Moderation

Chapter 18 ended the main book with a working production PDS and a list of threads left dangling. This chapter picks up the one most operators reach for first: the buttons that an admin presses when something has gone wrong.

A user's account is hosted on a PDS. Eventually somebody — the user, an abuse complaint, a court order, a fat-fingered handle migration — asks the operator to do something about that account. The protocol's answer is a small XRPC surface, com.atproto.admin.*, that the PDS speaks to nobody but its own operator. This chapter is that surface.

What ships here:

com.atproto.admin.getAccountInfo — read one account.
com.atproto.admin.getAccountInfos — bulk read.
com.atproto.admin.updateAccountStatus — flip active / takendown / deactivated / deleted.
com.atproto.admin.updateAccountHandle — force-rename.
com.atproto.admin.updateAccountEmail — out-of-band email change.
com.atproto.admin.sendEmail — operator-to-user message.
com.atproto.admin.deleteAccount — admin-driven destroy.
com.atproto.admin.getAuditLog — read back the audit trail (see below).
requireAdmin in src/pds/auth/middleware.ts — HTTP Basic check.
scripts/admin-hash.ts (pnpm admin:hash) — generate the password digest you store in env.
admin_audit table + withAdminAudit wrapper in src/pds/admin/audit.ts — every mutation in the surface above leaves a row.

What moderation IS, here

The first thing to be honest about is what a PDS can moderate. A PDS owns user state: which accounts exist, whether they're active, what handle they answer to, what email is on file. It doesn't own the social graph. It doesn't run a hide-list. It doesn't decide that a particular post is harmful — that's the AppView's job, layered on top of the indexed firehose with its own label system.

So when we talk about "moderation on the PDS," we mean exactly four levers:

Status changes. Active ⇄ takendown, active ⇄ deactivated, → deleted.
Identity changes. Force a new handle. Force a new email.
Direct contact. Email the user out-of-band.
Visibility. Read the account record for an audit.

Everything else — what the network does with a takendown account, what gets indexed, what labels appear next to a post, who can see whose follows — is downstream. We tell the firehose; downstream consumers honor the signal or they don't. That's federation working as designed.

-- JOB 1 --
Transcribe the entries without changes, starting with the line that contains "Mark each instance of the bouquet" and going on through the line that contains "x=574 y=215".

Entries for pointing to labeled objects
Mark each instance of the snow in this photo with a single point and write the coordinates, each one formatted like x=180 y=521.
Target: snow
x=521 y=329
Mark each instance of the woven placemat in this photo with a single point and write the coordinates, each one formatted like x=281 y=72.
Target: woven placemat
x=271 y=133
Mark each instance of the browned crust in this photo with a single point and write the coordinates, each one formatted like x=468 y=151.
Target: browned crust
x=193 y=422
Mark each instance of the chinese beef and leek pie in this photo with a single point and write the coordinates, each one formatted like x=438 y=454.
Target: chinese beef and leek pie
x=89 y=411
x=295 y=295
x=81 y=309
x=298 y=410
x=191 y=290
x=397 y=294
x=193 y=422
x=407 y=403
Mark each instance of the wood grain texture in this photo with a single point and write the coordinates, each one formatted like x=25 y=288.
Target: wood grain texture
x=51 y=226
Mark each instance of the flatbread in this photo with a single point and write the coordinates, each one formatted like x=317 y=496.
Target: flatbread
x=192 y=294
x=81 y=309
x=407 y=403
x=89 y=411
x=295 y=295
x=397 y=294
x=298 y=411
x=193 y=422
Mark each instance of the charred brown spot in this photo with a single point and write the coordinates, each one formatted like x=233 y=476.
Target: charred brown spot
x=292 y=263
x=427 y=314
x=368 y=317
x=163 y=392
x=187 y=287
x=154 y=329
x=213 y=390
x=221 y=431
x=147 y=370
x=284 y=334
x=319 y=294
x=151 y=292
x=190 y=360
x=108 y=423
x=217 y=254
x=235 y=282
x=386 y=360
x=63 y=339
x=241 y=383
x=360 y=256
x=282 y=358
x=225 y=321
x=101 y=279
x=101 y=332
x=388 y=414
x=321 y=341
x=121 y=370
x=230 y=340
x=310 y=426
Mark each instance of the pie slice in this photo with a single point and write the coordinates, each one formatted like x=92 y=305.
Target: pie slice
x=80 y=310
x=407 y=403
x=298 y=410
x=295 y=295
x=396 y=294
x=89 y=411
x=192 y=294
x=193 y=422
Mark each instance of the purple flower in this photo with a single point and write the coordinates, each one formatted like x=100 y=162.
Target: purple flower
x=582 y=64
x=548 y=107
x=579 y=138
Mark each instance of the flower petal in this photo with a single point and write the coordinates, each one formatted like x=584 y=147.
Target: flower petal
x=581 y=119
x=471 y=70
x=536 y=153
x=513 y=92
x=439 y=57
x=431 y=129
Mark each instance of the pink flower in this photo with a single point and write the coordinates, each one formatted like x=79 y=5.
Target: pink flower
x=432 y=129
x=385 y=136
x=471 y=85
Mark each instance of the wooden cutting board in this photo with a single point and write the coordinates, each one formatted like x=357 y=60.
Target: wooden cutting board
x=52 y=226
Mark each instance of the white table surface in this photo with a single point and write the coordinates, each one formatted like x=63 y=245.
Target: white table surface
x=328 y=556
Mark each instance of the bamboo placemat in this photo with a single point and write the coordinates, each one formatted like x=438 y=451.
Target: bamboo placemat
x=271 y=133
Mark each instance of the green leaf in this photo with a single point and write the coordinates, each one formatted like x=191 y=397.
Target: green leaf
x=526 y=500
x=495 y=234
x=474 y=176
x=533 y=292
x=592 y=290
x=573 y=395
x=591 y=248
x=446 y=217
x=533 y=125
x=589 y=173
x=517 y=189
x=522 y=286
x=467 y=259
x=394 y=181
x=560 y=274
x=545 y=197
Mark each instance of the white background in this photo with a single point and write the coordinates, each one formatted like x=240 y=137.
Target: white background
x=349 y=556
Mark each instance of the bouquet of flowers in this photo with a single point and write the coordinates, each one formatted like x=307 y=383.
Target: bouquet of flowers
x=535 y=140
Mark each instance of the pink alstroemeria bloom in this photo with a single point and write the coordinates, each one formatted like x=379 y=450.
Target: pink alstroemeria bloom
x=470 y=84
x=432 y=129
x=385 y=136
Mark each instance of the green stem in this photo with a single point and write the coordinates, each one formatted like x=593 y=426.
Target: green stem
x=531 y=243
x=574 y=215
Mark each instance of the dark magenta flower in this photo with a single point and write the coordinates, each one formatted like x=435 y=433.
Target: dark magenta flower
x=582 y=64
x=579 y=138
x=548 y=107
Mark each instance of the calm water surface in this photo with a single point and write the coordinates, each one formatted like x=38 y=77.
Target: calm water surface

-- JOB 2 --
Translate this sentence from the moderation chapter into Spanish: "A PDS owns user state: which accounts exist, whether they're active, what handle they answer to, what email is on file."

-- EXERCISE RESULT 1 --
Mark each instance of the bouquet of flowers in this photo with a single point and write the coordinates, each one formatted like x=307 y=383.
Target: bouquet of flowers
x=535 y=140
Mark each instance of the pink alstroemeria bloom in this photo with a single point and write the coordinates, each one formatted like x=379 y=450.
Target: pink alstroemeria bloom
x=470 y=84
x=432 y=129
x=385 y=136
Mark each instance of the green stem in this photo with a single point and write the coordinates, each one formatted like x=593 y=426.
Target: green stem
x=531 y=243
x=574 y=215

-- EXERCISE RESULT 2 --
Un PDS es dueño del estado de los usuarios: qué cuentas existen, si están activas, a qué handle responden y qué correo electrónico tienen registrado.